Tarefa a realizar |
Localize todas as linhas das entradas que contêm a palavra "tile" e copie-as. A distinção entre maiúsculas e minúsculas deve ser respeitada.

Dados disponíveis |
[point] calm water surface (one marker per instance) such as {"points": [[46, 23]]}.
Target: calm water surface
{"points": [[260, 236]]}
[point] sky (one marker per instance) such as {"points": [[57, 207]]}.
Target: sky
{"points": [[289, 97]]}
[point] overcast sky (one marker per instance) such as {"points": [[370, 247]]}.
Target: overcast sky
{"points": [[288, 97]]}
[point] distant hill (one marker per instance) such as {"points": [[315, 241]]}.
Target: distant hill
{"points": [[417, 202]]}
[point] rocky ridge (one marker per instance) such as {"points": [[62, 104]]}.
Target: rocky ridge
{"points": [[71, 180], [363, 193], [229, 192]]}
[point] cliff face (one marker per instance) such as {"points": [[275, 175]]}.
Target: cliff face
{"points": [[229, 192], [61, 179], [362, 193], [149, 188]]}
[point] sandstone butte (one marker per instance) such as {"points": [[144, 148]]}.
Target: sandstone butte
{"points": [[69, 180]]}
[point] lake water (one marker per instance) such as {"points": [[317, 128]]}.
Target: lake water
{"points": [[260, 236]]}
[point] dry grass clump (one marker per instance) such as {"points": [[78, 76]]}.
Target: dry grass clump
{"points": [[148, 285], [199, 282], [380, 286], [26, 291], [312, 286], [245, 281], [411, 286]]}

--

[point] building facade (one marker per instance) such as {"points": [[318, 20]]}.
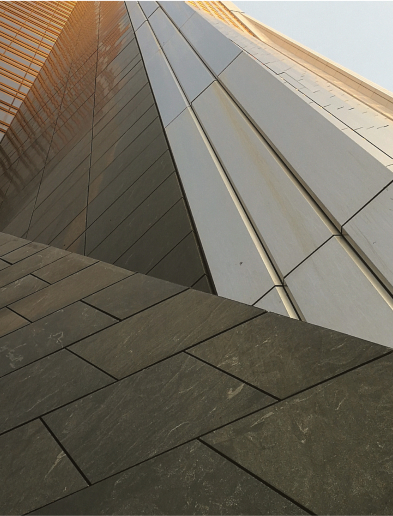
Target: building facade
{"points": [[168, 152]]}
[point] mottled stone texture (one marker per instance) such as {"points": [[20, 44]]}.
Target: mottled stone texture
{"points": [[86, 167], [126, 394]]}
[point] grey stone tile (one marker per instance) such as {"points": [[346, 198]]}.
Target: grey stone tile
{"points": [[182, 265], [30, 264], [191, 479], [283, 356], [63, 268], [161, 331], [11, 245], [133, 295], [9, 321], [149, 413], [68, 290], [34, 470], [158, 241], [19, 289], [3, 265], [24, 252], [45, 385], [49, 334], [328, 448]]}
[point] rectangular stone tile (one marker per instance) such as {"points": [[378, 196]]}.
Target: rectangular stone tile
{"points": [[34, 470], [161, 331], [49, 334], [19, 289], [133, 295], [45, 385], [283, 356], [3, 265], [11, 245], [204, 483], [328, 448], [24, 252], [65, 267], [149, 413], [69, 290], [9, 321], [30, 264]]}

...

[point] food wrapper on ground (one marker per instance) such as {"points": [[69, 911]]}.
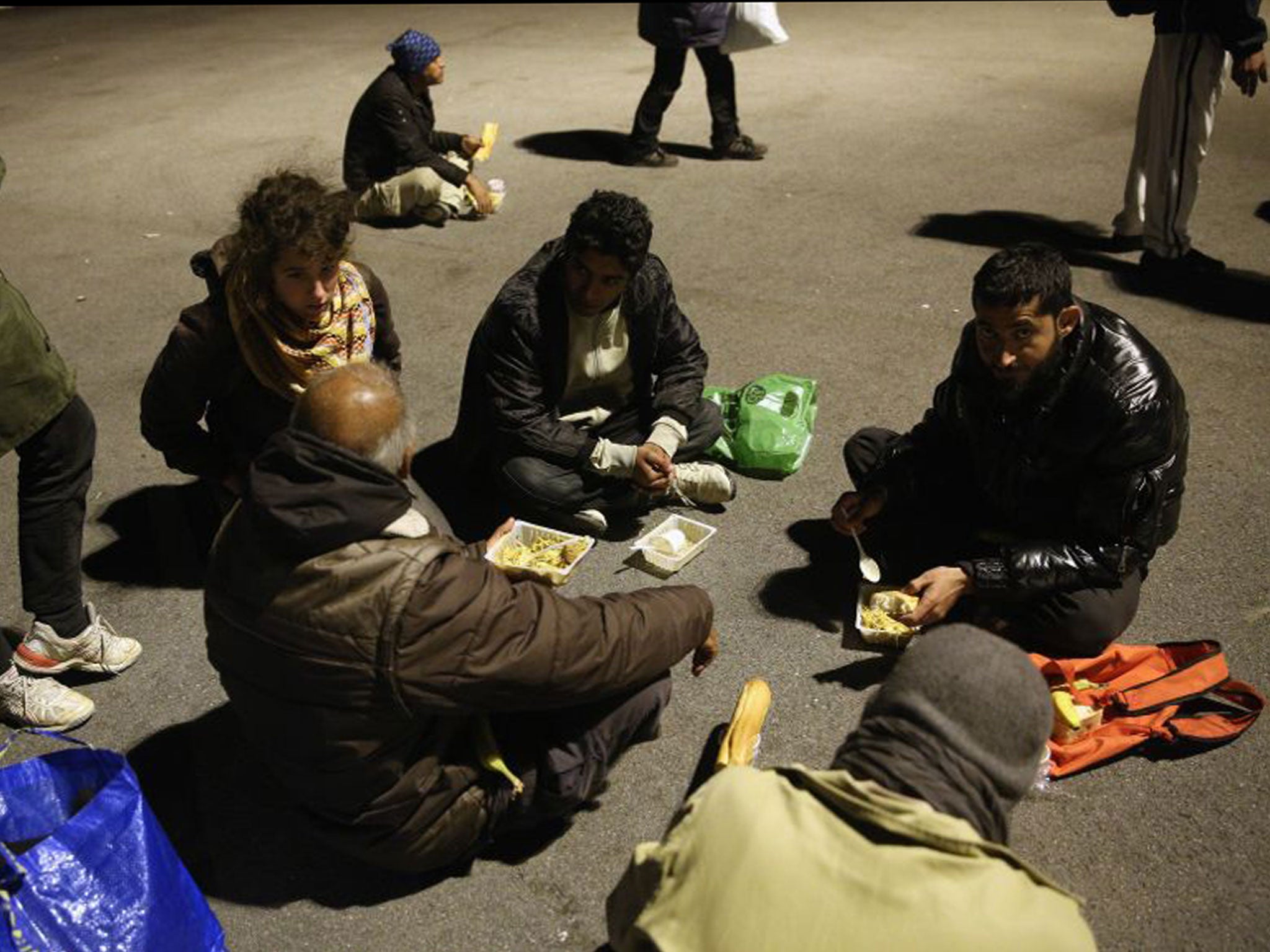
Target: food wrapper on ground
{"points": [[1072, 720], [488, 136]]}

Resposta correta |
[point] grey stone tile (one marker per instance) such as {"points": [[346, 198]]}.
Target: grey stone tile
[point] rectangular stone tile (one marker per instance) such as {"points": [[378, 196]]}.
Target: rectangular stone tile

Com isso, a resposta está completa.